** Brano fornito **

────────────────────────────────────────

Il piatto si porta ad una certa distanza che abbiamo precedentemente impostato (l’altezza di layer) cosicché le porzioni di resina vengano esposte alla luce UV per poter essere polimerizzate. Tornando all’esempio della mela: il primo strato verrà esposto alla luce UV di modo che la resina si indurisca sul piatto. Quest’ultimo avanzerà staccando la resina polimerizzata dal FEP e si posizionerà al doppio dell’altezza dell’asse z impostato. L’operazione sarà ripetuta per tutti gli strati del modello da stampare.
Al termine della stampa, il modello potrà essere staccato dal piatto e dovrà essere lavato per ripulire la resina in eccesso non polimerizzata. Una volta lavato è consigliabile esporlo al sole per portare a termine l’indurimento, in quanto alcuni strati potrebbero ancora essere non perfettamente induriti. In alternativa. è possibile utilizzare un fornetto UV o un banale fornetto per onicotecnica.
Per quanto riguarda i materiali: esistono due tipologie di resine per stampante DLP:
La resina lavabile in acqua e quella lavabile in alcool isopropilico. È naturalmente consigliabile optare per la prima, in quanto l’alcol isopropilico è costoso e difficile da trovare; di contro, la resina lavabile in acqua offre un ventaglio di colori ben più modesto di quella lavabile in alcool isopropilico.

────────────────────────────────────────

** Richiesta **
Trasforma in un elenco puntato il paragrafo del brano che comincia con «Al termine della stampa», conservandone i fatti principali. Basati soltanto sul brano.

** Dati mostrati **
────────────────────────────────────────

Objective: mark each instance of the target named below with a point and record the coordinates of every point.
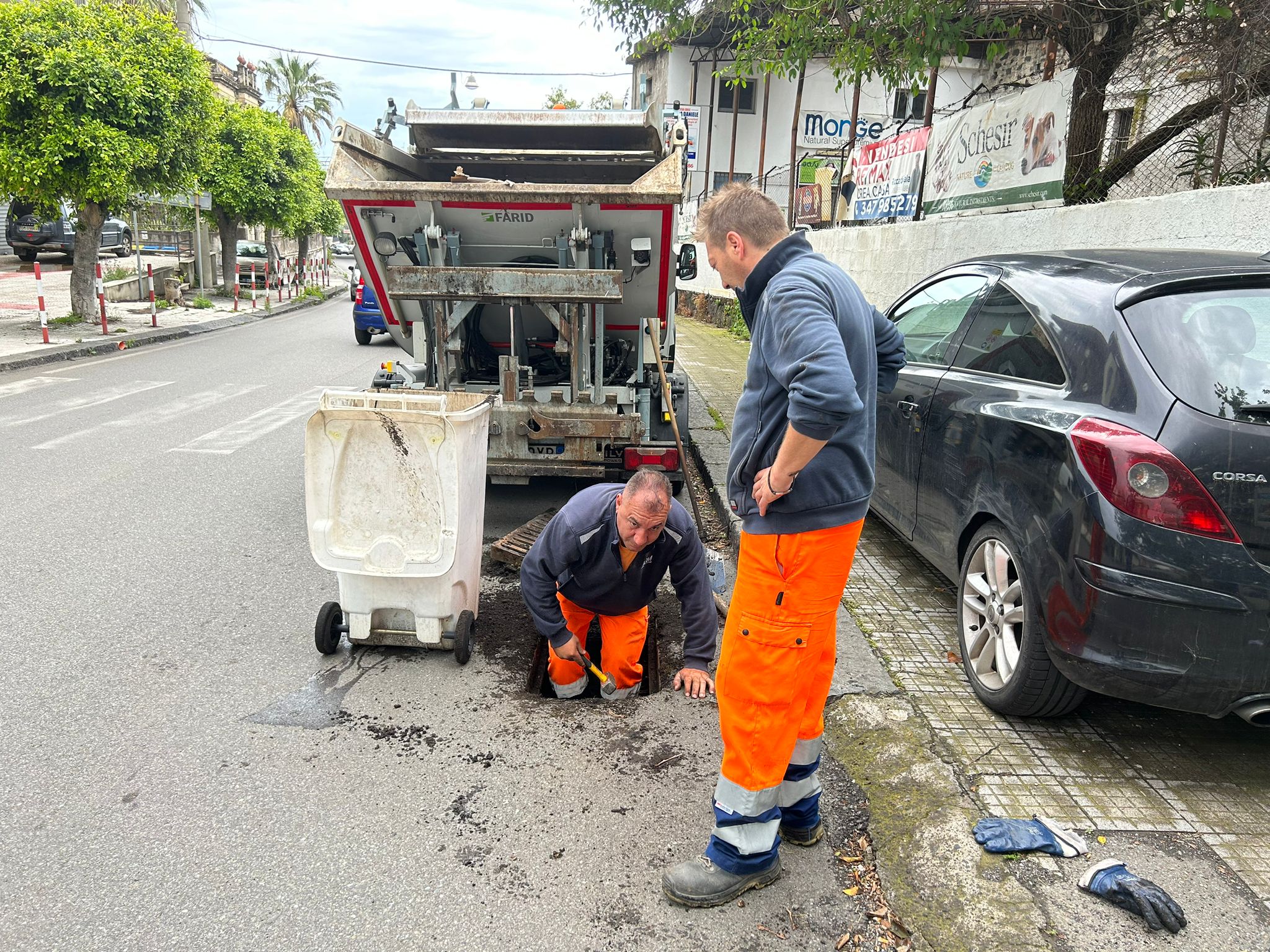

────────────────────────────────────────

** Risposta **
- Finita la stampa, il modello si stacca dal piatto.
- Va lavato per eliminare la resina in eccesso non polimerizzata.
- Dopo il lavaggio conviene esporlo al sole per completare l'indurimento, perché alcuni strati potrebbero non essere del tutto induriti.
- In alternativa si può usare un fornetto UV o un semplice fornetto per onicotecnica.